:: TASK INPUT ::
###
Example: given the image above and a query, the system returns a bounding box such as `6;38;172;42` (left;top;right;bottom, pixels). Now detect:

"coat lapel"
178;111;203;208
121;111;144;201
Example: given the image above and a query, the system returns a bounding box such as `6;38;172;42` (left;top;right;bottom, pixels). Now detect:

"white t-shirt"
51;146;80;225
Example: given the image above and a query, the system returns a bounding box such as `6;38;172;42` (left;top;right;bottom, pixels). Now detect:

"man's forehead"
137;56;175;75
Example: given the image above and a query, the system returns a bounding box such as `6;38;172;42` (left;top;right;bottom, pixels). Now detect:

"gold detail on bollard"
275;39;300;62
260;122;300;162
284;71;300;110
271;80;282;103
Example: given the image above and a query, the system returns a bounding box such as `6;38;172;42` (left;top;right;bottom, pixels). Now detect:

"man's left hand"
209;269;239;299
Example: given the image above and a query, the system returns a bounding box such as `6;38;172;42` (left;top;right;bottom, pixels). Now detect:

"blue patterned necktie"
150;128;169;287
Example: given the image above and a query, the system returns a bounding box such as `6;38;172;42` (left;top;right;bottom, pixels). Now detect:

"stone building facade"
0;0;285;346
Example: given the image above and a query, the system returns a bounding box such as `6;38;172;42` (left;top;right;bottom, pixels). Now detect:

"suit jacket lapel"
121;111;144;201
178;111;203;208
###
:: AIM OF THE TASK ::
Rewrite every record above so that "detect" becomes "locate" wherever it occurs, and leave all other text unchanged.

:: ANSWER TO THIS PROBLEM ::
Example: given the image above and a query, the system returns a bounding box such as `6;38;172;42` (left;top;right;bottom, pixels). Now locate:

"coat lapel"
178;111;203;208
121;111;144;201
Example: given the image above and a query, the system returns a bounding box such as `6;38;172;42` (left;top;right;bottom, pixels). Now locate:

"white t-shirt"
51;146;80;225
Example: given the image above and a query, the system returns a bounding box such as `6;38;172;42` (left;top;right;bottom, pixels). Now locate:

"man's forehead"
137;56;175;75
Example: given the image above and a query, the system returns a bounding box such as `6;38;172;42` (left;top;right;bottom, pixels). Now locate:

"gold detail on bollard"
275;39;300;62
260;122;300;162
284;71;300;110
271;80;282;103
Example: given the image above and a query, the system returns a bounding box such as `6;38;172;42` (left;top;right;bottom, pixels). Now locate:

"man's left hand"
209;269;239;299
Example: given the image above and a query, the system returns a bounding box such as `6;38;172;42` (left;top;right;bottom, pixels). Now locate:

"blue patterned necktie"
150;128;169;287
Example: given the image above and a query, the system returns a bounding box such as `6;38;172;42` (left;top;right;bottom, pixels). Now locate:

"stone building facade"
0;0;285;346
Example: given the image above and a query, the system returns a bounding box such as `6;38;172;42` (left;top;right;bottom, pixels). Now locate:

"suit jacket lapel"
121;111;144;201
178;111;203;208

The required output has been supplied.